==== Data shown ====

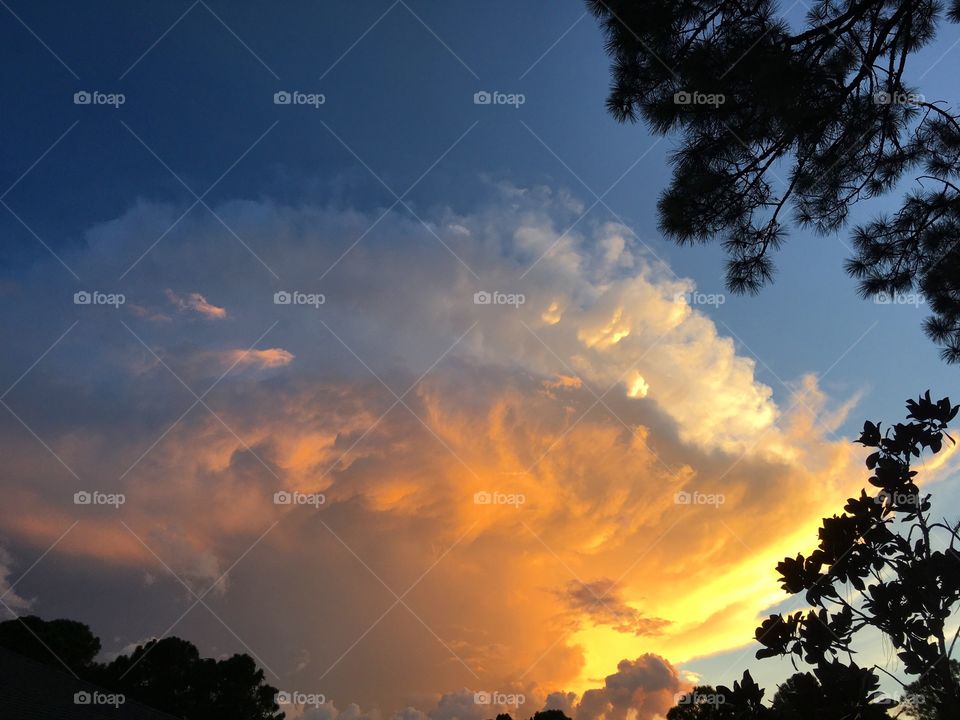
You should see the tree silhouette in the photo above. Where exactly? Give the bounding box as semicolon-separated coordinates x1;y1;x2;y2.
667;685;727;718
901;659;960;718
0;615;100;670
662;391;960;717
766;664;890;719
97;637;283;720
699;672;770;719
0;616;283;719
588;0;960;361
769;674;821;719
530;711;572;720
491;713;573;720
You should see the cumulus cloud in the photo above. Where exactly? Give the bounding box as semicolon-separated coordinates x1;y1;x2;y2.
391;708;430;720
575;655;686;720
0;185;879;716
302;702;378;720
428;689;508;720
542;692;578;716
388;656;685;720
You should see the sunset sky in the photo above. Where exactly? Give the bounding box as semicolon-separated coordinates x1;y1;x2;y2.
2;2;960;719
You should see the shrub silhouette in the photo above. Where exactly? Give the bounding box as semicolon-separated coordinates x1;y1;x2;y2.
663;391;960;717
901;659;960;718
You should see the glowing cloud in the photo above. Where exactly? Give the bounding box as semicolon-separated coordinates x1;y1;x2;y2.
0;186;871;716
222;347;295;370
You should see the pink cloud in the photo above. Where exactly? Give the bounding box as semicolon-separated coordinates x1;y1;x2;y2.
223;347;295;370
165;289;227;319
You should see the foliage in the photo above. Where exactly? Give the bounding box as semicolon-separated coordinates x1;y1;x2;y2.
0;614;101;670
494;712;573;720
662;392;960;717
900;659;960;719
529;711;573;720
0;615;283;719
589;0;960;361
667;686;727;718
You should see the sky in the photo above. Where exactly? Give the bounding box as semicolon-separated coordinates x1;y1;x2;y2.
1;1;959;719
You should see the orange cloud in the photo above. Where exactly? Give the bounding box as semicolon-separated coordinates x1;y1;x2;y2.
0;190;893;715
222;347;294;370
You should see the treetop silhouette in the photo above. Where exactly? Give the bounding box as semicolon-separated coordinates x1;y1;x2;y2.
589;0;960;361
0;616;283;720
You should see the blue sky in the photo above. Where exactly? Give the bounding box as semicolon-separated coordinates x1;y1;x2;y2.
3;0;954;420
2;1;959;716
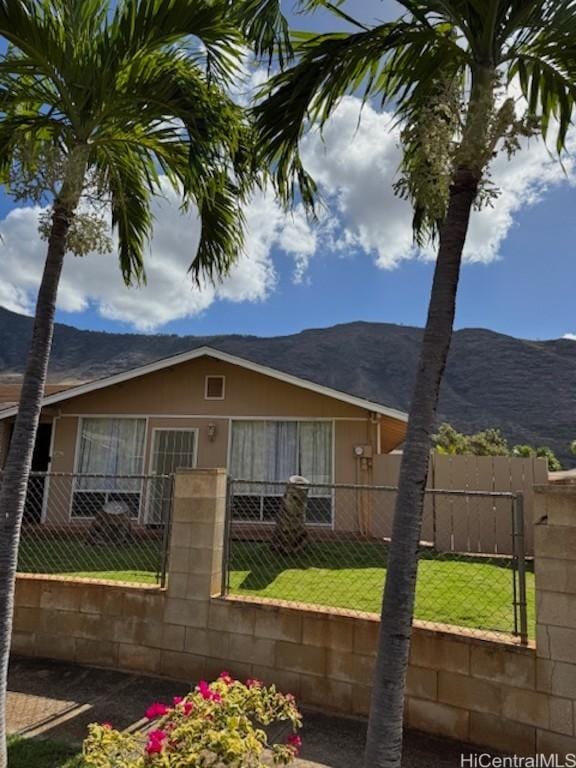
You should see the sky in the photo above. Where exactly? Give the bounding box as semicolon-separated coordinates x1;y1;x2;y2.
0;0;575;342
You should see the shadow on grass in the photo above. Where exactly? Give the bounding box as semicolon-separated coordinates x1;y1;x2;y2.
229;538;527;591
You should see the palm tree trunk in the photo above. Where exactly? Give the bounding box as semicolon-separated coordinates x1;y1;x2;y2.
0;197;76;768
363;167;480;768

====

**Description of the task**
The expected answer is an exact copy of the lines beginning at the one with "You should see the palm" and running to the end of the entries above.

**Answer below**
You should see the palm tree trunk in the photo above. Where exactly? Give the bounding box as semicolon-separated coordinates x1;y1;x2;y2.
0;197;76;768
363;167;480;768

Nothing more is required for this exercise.